## Given information
____

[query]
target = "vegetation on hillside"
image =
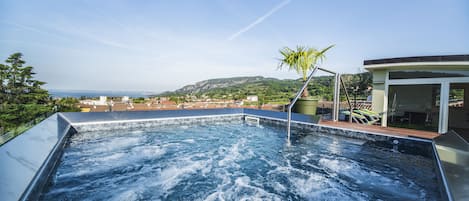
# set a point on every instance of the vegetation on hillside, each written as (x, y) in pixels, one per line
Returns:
(302, 60)
(270, 90)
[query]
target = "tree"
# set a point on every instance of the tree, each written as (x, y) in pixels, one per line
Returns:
(302, 60)
(22, 98)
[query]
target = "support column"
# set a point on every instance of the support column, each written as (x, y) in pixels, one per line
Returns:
(444, 110)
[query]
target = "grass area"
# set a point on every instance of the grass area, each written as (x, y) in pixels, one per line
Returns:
(20, 130)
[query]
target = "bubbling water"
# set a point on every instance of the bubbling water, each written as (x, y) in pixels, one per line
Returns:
(234, 162)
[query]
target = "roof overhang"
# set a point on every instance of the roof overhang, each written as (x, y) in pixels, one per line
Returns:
(444, 62)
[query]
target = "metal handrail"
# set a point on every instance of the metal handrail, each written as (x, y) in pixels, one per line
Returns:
(348, 99)
(296, 98)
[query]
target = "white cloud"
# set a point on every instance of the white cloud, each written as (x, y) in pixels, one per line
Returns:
(259, 20)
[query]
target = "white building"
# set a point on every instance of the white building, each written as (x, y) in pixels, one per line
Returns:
(427, 92)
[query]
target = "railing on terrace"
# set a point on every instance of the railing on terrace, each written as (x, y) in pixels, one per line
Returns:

____

## To do
Check each line of the data for "hillside". Copy the lines where it turns up.

## Answer below
target = "vegetation on hillside"
# set a point on every instance of the vegetation on hillside, each written as (x, y) in pixels, one per line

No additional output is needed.